═════ Supplied text ═════

This first full week in October is being celebrated as Mental Illness Awareness Week (MIAW). In celebration, well meaning mental health advocacy organizations are busy hosting events to reduce the “stigma” of mental illness.

But I don't believe there is ‘stigma’ to having a mental illness.

I believe serious mental illnesses, like schizophrenia, are real biologically based disorders that are no ones fault. Serious mental illness or ('consuming mental health services') is not, “a mark of shame or discredit”, or “a mark or token of infamy or disgrace”. There’s no stigma to being mentally ill the same way there is no stigma to being “black”, “gay”, “short”, ”tall”, “lefty”, “righty”, inny, or outy.

There is discrimination. But that’s another story. And ending it takes other strategies. As J. Rock Johnson, a former head of the National Alliance on Mental Illness (NAMI) consumer council once said, “the most stigmatizing thing we do is talk about stigma.&rdquo

I think the efforts to reduce stigma are actually harmful because they are accomplished by diverting attention away from those who need our help the most: the most seriously mentally ill.

═════ Dataset entries ═════

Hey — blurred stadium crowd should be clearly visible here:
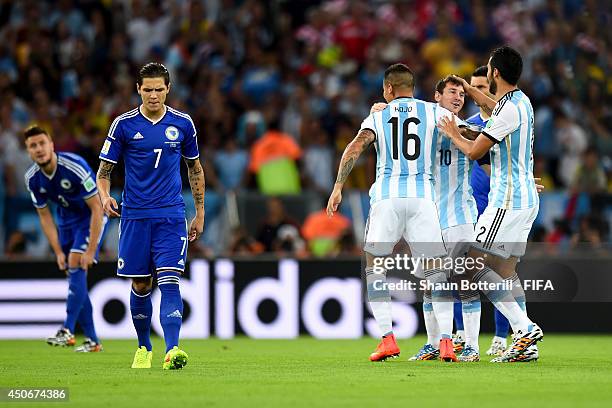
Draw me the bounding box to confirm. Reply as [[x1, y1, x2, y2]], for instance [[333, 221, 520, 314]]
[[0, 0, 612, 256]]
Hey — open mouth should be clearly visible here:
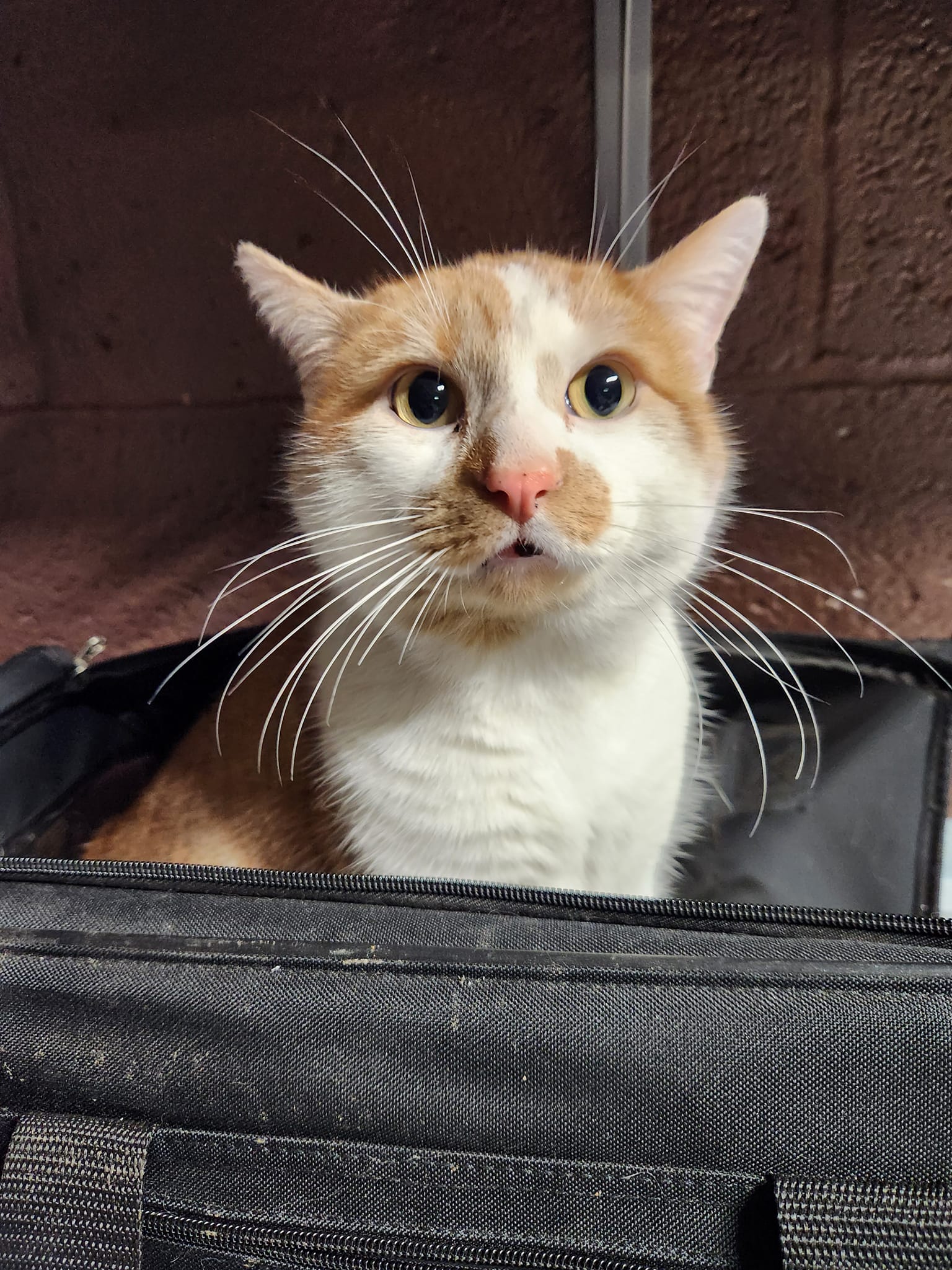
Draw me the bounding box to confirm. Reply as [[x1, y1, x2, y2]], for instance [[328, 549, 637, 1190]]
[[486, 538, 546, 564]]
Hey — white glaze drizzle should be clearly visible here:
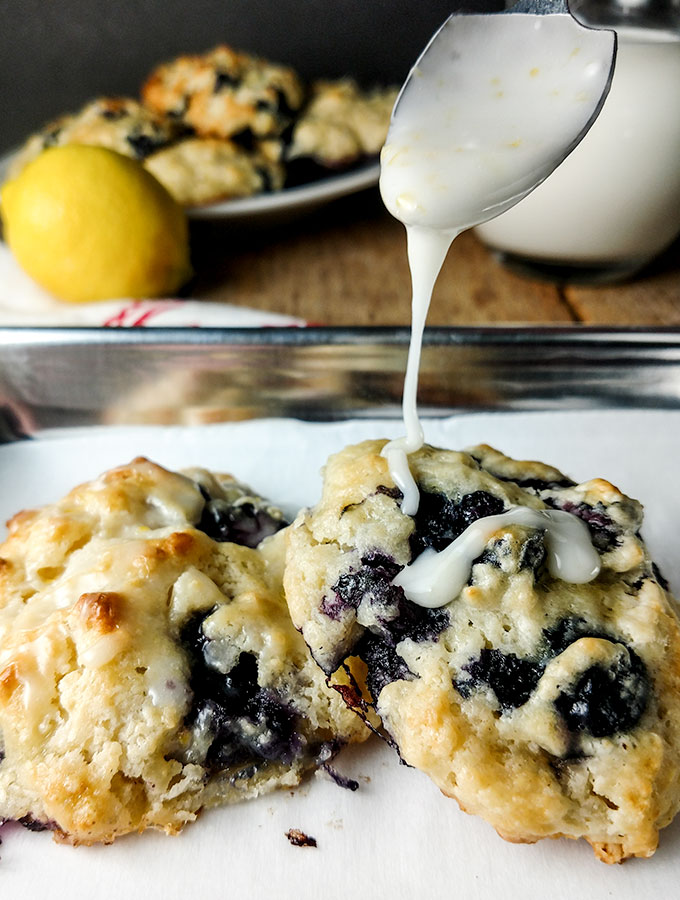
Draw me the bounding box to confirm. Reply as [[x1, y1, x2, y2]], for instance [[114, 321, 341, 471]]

═════

- Study questions -
[a] From the essay on mental illness stigma, please reproduce the part that opens with the words containing "But I don't" and closes with "inny, or outy.".
[b] Decide whether each statement agrees with the essay on mental illness stigma. Answer yes or no, and quote the words from the essay that decide it.
(i) The author considers serious mental illnesses such as schizophrenia to be biologically based disorders.
(ii) The author says people with mental illness face no discrimination.
(iii) Mental Illness Awareness Week falls in the first full week of November.

- Answers by item -
[a]
But I don't believe there is ‘stigma’ to having a mental illness.

I believe serious mental illnesses, like schizophrenia, are real biologically based disorders that are no ones fault. Serious mental illness or ('consuming mental health services') is not, “a mark of shame or discredit”, or “a mark or token of infamy or disgrace”. There’s no stigma to being mentally ill the same way there is no stigma to being “black”, “gay”, “short”, ”tall”, “lefty”, “righty”, inny, or outy.

[b]
(i) Yes: "real biologically based disorders"
(ii) No: "There is discrimination."
(iii) No: "This first full week in October is being celebrated as Mental Illness Awareness Week (MIAW)."